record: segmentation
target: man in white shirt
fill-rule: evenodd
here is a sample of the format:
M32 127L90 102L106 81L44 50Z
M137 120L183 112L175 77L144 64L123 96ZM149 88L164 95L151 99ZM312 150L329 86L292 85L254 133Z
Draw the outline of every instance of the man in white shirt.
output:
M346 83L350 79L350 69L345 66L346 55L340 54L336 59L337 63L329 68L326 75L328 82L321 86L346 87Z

--

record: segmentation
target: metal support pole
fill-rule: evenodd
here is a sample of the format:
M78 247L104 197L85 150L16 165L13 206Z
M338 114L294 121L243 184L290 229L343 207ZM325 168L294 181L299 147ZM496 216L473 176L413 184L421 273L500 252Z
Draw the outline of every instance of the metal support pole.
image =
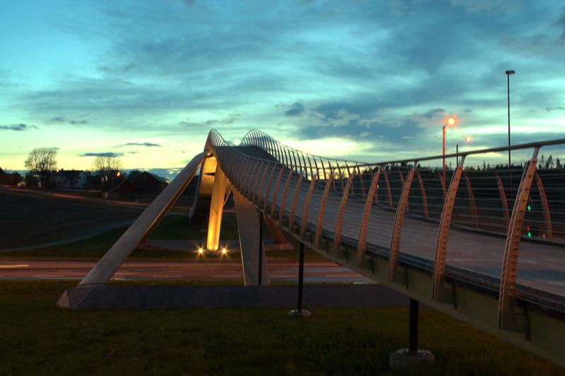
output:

--

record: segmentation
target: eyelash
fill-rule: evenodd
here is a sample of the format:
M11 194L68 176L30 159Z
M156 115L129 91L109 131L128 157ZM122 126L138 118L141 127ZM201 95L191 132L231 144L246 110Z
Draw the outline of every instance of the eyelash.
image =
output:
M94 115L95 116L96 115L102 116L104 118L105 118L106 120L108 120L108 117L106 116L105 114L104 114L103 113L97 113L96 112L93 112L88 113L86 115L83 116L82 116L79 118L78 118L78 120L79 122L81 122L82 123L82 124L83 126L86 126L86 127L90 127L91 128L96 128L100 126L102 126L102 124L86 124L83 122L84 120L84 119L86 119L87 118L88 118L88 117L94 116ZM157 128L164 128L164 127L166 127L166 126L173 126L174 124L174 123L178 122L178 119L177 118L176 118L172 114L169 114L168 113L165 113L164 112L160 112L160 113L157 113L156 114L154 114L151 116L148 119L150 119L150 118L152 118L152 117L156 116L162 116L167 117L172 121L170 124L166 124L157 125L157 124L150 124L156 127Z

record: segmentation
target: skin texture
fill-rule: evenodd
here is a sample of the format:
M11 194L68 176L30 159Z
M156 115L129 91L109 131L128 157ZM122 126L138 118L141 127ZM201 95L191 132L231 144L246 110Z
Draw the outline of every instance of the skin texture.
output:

- [Problem to work on]: Copy out every line in the items above that contains the string "target", matching its case exactly.

- [Answer below]:
target: man in white shirt
target: metal support pole
target: eyelash
target: skin texture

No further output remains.